**Given problem:**
In the rows below, recast the span that starts with the line containing "7, row 126." and ends with the line containing "column 109, row 134" as a numbered list. Include both end lines, leave out blank lines, and list nothing outside that span.

START Dataset records

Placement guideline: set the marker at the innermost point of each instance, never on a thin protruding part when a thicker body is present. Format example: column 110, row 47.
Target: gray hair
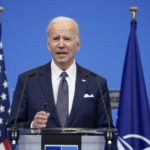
column 64, row 19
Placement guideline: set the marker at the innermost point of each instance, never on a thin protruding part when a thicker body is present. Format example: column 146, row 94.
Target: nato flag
column 133, row 122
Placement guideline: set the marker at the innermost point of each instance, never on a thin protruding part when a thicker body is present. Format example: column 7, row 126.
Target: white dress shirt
column 71, row 79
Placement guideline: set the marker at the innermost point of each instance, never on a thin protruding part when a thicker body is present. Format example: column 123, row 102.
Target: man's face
column 63, row 43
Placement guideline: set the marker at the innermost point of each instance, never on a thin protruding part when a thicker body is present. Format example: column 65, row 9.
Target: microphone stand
column 14, row 131
column 109, row 134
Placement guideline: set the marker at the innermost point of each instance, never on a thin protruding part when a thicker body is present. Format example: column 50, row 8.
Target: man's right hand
column 40, row 119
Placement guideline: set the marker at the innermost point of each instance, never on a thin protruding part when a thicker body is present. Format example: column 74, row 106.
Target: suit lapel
column 47, row 90
column 80, row 90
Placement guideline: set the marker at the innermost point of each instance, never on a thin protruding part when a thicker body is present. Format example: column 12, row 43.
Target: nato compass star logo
column 123, row 144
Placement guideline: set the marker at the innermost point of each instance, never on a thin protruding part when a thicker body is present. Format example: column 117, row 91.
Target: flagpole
column 133, row 10
column 1, row 9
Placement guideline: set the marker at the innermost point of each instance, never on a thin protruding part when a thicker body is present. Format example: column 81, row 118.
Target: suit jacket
column 87, row 110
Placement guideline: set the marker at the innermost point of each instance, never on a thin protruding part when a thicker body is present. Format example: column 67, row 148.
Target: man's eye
column 56, row 38
column 67, row 39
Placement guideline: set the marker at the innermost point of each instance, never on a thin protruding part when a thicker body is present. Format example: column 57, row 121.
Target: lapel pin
column 83, row 80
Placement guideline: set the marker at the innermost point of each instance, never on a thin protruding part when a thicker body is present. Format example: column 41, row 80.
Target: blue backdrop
column 104, row 26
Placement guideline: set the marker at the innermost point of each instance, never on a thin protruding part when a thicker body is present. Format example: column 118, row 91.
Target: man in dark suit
column 88, row 104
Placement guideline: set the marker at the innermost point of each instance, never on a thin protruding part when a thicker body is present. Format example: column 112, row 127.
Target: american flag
column 4, row 101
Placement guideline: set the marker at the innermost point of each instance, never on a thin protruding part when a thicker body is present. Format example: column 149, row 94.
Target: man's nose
column 61, row 43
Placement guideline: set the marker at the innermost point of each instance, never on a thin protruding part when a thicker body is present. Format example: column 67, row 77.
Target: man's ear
column 78, row 44
column 48, row 44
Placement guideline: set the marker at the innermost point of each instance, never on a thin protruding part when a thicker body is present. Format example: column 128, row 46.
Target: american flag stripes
column 4, row 101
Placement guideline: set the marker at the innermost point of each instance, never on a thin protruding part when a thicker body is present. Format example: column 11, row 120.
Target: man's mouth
column 61, row 53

END Dataset records

**Written solution:**
1. Placement guideline: set the marker at the innermost point of each instance, never on a thin protruding part when a thicker body is present. Format example: column 7, row 126.
2. Target: white dress shirt
3. column 71, row 79
4. Placement guideline: set the marker at the innermost point of each instance, never on a thin protruding part when a thicker body is present. Format example: column 123, row 102.
5. Target: man's face
6. column 63, row 43
7. Placement guideline: set the marker at the innermost point of each instance, never on a thin protruding part when a thicker body is present. Format example: column 65, row 9.
8. Target: microphone stand
9. column 14, row 131
10. column 109, row 134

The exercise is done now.